Reproduce, word for word, the part of the thesis announcement below that opens with the words containing "In this research, we" and closes with "as a group.".

▸ Page excerpt
━━━━━━━━━━━━━━━━

Variable Selection and Dimension Reduction for Structured Large Datasets
Candidate: Matthew Sutton
When: Monday, 10th December 2018 11:00 AM-12:00 PM
Where: GP-D Block, Level 3, Room 307
- Associate Professor James McGree
- Professor Benoit Liquet
- Associate Professor Dale Nyholt
Recent advances in biomedical technology have given rise to high dimensional datasets which offer the potential for great insights into complex biological relationships. However, standard statistical methods can struggle to perform well for large datasets; where a large number of variables may be irrelevant or there is some underlying structure in the data. This dissertation aims to develop novel statistical methods for variable selection and dimension reduction in the analysis of biological datasets.
In this research, we consider large datasets that are common in biomedical research. Typically these datasets contain observations of: genes (genomics), proteins (proteomics) and metabolites (metabolomics) and collectively are known as ‘Omics’ datasets (Schneider and Orchard, 2011). Variable selection and dimension reduction methods play a pivotal role in contemporary statistics and scientific discoveries for Omics datasets. Identifying a reduced dataset through either of these approaches can improve interpretation, reduce computational issues and lead to more stable inferences. Moreover, these methods can be greatly enhanced by the incorporation of structure that is known beforehand. For example, genes with similar biological functions will usually work together and can be detected as a group.

━━━━━━━━━━━━━━━━

▸ Given information
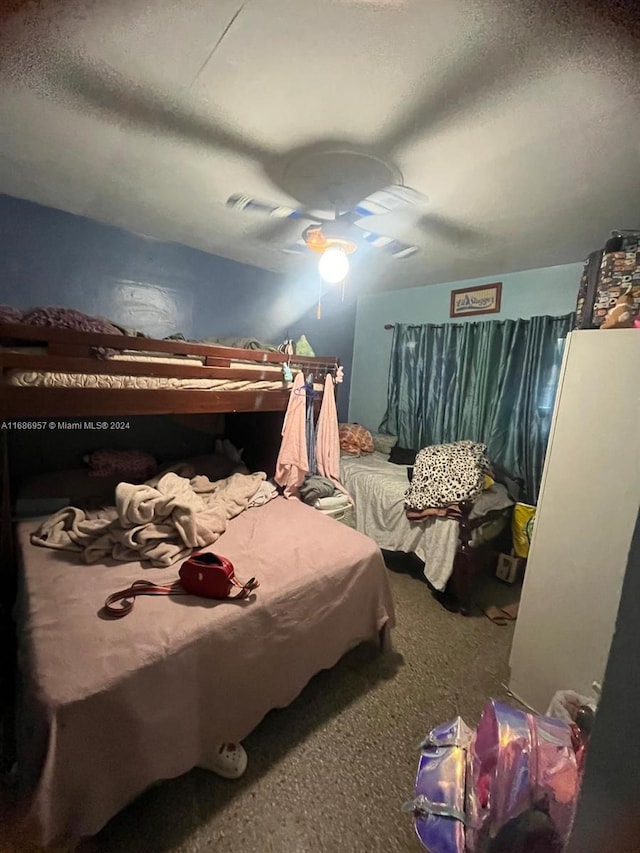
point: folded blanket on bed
(160, 521)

━━━━━━━━━━━━━━━━

▸ Completed exercise
In this research, we consider large datasets that are common in biomedical research. Typically these datasets contain observations of: genes (genomics), proteins (proteomics) and metabolites (metabolomics) and collectively are known as ‘Omics’ datasets (Schneider and Orchard, 2011). Variable selection and dimension reduction methods play a pivotal role in contemporary statistics and scientific discoveries for Omics datasets. Identifying a reduced dataset through either of these approaches can improve interpretation, reduce computational issues and lead to more stable inferences. Moreover, these methods can be greatly enhanced by the incorporation of structure that is known beforehand. For example, genes with similar biological functions will usually work together and can be detected as a group.